§ LISTING:
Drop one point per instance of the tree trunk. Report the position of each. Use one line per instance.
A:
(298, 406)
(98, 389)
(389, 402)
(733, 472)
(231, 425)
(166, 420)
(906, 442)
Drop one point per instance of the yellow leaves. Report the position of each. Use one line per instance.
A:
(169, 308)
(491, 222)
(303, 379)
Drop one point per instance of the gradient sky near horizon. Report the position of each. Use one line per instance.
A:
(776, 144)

---

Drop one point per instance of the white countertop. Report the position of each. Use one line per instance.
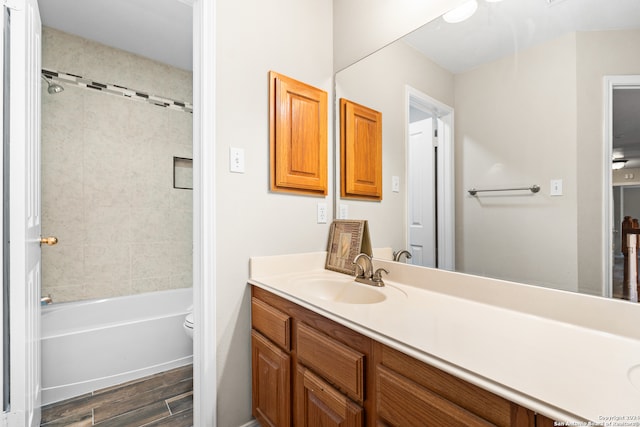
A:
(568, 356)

---

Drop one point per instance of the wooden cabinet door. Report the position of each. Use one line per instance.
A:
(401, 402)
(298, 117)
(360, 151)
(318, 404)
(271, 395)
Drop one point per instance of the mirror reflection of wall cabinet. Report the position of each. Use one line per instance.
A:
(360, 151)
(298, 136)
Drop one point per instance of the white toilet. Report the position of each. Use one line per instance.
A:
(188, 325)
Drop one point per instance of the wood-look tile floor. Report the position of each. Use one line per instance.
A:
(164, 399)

§ WRITTEN TASK: Find every line in the entries above that contains the word "cabinet", and copy each of those lines.

§ RIGHT ANSWER:
Drop one point per instance of the wooden cabinet door. Report the position of each. Use one line per instance.
Drop one point per instance of the mirror reflection of wall cabinet. Report the position of each. Use one line per instance.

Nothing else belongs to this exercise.